• What the task requires:
Can you write out the records again, beginning at the line that has "Batch job #47 — class: green" and stopping after the line that has "88;569;264;640", with "chin strap" updated to "chinstrap" and all else unchanged? Give only those lines.

## start Record excerpts

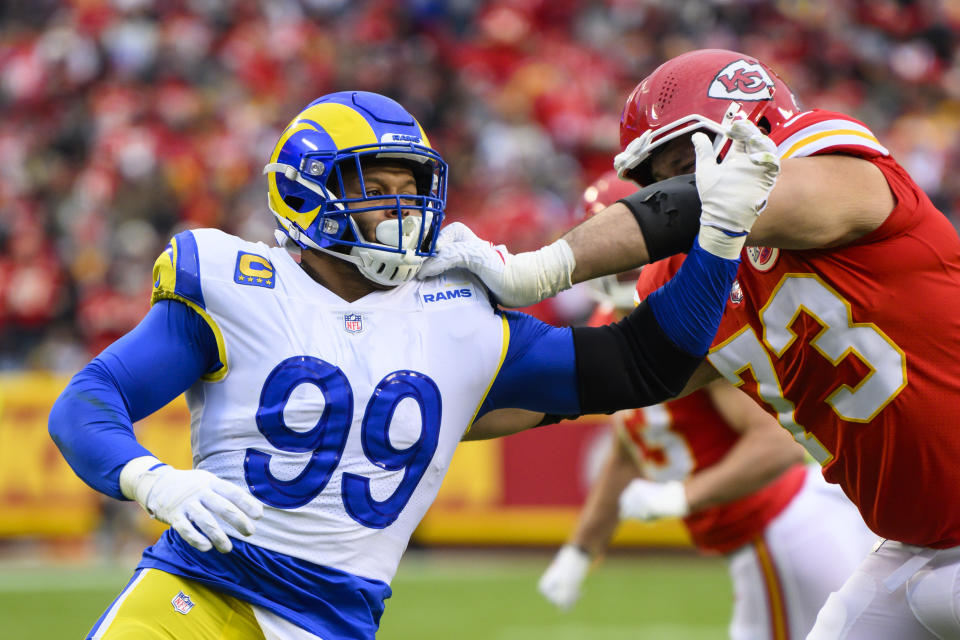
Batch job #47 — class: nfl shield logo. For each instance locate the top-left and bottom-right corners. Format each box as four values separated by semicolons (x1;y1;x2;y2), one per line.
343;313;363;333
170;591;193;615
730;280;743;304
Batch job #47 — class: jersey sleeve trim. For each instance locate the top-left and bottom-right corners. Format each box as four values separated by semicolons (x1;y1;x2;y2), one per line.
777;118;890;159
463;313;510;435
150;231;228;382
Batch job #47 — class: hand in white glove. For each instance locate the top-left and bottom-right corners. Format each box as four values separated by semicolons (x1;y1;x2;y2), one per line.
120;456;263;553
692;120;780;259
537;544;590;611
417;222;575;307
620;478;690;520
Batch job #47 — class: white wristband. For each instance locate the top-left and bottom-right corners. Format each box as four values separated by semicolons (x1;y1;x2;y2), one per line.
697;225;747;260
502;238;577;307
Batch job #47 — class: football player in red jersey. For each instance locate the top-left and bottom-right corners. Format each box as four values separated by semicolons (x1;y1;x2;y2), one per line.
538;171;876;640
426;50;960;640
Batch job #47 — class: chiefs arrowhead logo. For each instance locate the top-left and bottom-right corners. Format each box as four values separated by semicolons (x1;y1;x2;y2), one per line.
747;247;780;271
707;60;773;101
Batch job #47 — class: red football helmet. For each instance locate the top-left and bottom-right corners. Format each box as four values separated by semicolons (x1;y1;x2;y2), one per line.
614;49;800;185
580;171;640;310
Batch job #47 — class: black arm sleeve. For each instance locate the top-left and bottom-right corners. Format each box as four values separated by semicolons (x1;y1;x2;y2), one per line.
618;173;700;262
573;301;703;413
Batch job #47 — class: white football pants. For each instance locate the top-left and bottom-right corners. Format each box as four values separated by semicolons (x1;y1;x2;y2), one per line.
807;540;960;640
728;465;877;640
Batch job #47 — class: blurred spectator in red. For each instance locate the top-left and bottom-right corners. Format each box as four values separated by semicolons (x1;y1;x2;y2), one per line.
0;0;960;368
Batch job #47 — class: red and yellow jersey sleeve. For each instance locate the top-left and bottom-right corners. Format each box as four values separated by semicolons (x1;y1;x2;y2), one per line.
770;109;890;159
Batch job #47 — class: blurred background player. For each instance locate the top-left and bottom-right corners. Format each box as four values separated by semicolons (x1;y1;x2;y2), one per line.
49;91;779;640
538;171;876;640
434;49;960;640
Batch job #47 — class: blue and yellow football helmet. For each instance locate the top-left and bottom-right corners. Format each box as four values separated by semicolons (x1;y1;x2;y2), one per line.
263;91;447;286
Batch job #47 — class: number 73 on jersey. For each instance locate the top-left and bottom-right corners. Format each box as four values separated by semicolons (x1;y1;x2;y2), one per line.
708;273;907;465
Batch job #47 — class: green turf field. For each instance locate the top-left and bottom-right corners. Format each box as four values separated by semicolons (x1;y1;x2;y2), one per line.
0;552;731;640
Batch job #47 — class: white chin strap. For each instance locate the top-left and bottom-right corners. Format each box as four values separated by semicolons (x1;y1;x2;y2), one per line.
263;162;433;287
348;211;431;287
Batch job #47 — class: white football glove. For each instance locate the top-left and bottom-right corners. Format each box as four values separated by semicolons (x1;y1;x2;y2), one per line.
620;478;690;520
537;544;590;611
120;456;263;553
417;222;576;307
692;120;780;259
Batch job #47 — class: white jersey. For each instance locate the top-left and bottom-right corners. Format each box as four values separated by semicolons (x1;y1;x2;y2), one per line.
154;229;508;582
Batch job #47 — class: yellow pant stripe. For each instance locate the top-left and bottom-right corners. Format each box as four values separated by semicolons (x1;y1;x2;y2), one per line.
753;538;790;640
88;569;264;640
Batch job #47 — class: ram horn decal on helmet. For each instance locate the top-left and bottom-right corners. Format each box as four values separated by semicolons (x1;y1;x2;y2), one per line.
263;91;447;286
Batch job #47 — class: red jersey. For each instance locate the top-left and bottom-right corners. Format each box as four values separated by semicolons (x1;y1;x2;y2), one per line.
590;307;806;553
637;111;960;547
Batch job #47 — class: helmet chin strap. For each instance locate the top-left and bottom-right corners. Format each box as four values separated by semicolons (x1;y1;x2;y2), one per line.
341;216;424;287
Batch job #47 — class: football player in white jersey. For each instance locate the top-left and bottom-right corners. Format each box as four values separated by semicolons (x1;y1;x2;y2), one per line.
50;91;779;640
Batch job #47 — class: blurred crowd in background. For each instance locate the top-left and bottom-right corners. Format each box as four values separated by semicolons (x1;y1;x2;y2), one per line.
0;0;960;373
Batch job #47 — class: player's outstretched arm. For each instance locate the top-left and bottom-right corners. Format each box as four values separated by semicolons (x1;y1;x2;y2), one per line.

## end Record excerpts
## start Record excerpts

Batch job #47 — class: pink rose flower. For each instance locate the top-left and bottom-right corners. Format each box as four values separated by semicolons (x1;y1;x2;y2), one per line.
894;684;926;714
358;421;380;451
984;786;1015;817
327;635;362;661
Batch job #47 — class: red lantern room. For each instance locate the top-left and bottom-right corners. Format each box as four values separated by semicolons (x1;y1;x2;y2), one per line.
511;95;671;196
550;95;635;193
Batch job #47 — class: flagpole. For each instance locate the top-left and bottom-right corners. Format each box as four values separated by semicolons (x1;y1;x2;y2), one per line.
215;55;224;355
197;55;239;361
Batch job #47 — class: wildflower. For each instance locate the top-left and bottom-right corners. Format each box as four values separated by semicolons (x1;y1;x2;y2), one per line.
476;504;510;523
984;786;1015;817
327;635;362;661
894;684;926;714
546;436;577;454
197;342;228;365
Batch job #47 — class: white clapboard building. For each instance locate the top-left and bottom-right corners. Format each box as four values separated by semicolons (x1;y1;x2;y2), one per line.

## end Record excerpts

• Written answer:
Batch job #47 — class: green turf field. For each instance locate the top-left and bottom-right corners. Format each box as four values separated by semicolons (x1;y1;x2;y2), one per line.
0;552;731;640
Batch job #47 — class: white chinstrap. For each instance locate the top-left and bottom-right corners. Format each box as four values separated by semicolons (x1;y1;x2;y2), one per line.
263;162;433;287
348;211;431;287
Batch job #47 — class: white football glove. For each instance locate the top-left and bottom-right corners. Format each box as four values separated by semicolons (x1;y1;x2;y2), one per line.
620;478;690;520
537;544;590;611
120;456;263;553
417;222;576;307
692;120;780;259
Batch job #47 — class: white jersey. For each instance locate the top-left and bottom-right corners. Format each box as four values separated by semicolons (x1;y1;x2;y2), one per line.
154;229;508;582
Batch job #47 — class: yellow pant stripe. For each instance locate the top-left and bottom-right corners. Format each box as four values separated by semicolons (x1;y1;x2;y2), one per line.
753;538;790;640
88;569;264;640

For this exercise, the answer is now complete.